Collect every line in the material below that contains the word "tree", treating uppercase and lowercase letters as different.

===== RECORDS FOR THIS TASK =====

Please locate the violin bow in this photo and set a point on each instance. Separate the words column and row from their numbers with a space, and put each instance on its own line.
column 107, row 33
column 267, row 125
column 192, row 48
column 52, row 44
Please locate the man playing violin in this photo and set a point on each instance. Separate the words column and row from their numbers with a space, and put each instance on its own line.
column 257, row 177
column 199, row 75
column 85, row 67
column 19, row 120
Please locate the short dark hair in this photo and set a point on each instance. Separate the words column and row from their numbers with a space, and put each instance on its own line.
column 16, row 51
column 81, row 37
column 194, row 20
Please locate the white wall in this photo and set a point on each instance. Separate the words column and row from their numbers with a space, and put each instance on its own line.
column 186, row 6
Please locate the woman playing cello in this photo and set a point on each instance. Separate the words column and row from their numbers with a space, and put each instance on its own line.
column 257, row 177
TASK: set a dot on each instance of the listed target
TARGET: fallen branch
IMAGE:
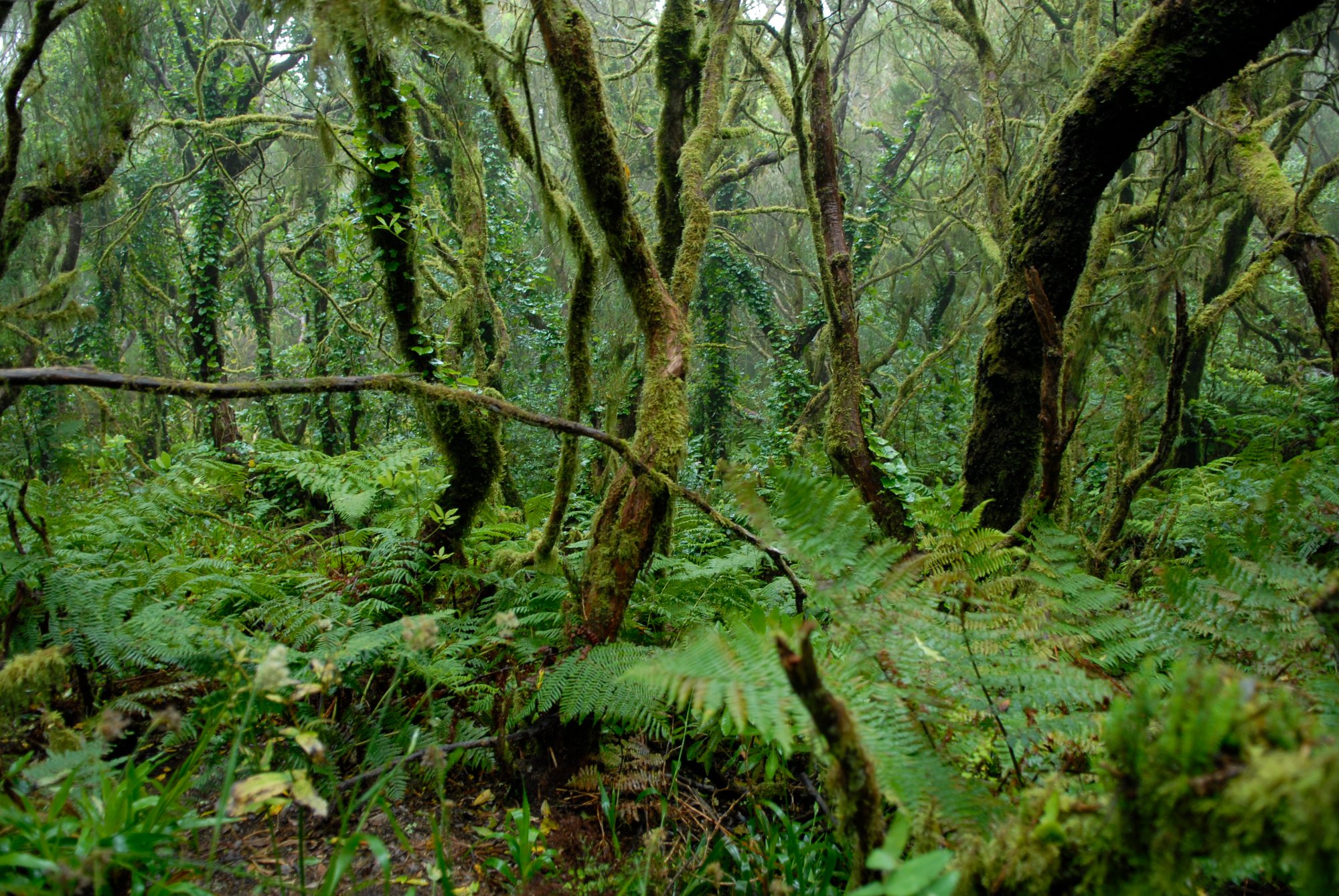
(1135, 480)
(400, 384)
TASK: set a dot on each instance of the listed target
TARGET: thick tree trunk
(1195, 434)
(1176, 52)
(469, 442)
(1309, 248)
(635, 507)
(844, 440)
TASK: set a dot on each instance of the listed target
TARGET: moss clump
(30, 679)
(1216, 776)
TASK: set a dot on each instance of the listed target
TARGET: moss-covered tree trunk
(1174, 54)
(1309, 248)
(580, 297)
(844, 440)
(963, 19)
(678, 72)
(206, 301)
(471, 442)
(1195, 432)
(635, 509)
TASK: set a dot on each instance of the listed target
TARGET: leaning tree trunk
(469, 440)
(635, 507)
(844, 440)
(1309, 248)
(580, 298)
(1176, 52)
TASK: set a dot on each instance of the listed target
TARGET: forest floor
(262, 854)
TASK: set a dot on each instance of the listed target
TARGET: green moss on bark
(1174, 54)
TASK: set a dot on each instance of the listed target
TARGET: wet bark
(635, 507)
(580, 297)
(1310, 250)
(471, 442)
(844, 439)
(1195, 434)
(1175, 52)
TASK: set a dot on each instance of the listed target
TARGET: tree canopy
(680, 447)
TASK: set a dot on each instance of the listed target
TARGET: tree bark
(471, 442)
(844, 439)
(1309, 249)
(1175, 52)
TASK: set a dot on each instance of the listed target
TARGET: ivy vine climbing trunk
(635, 509)
(844, 439)
(678, 75)
(1309, 248)
(471, 442)
(1174, 54)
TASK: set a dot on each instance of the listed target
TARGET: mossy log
(1175, 52)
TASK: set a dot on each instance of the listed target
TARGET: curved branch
(400, 384)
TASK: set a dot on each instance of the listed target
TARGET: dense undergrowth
(246, 670)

=====

**COMPLETE OUTPUT:**
TARGET: thick tree trunk
TARGET: moss-covered tree trunk
TARGET: leaning tree trunk
TARGET: tree canopy
TARGET: tree bark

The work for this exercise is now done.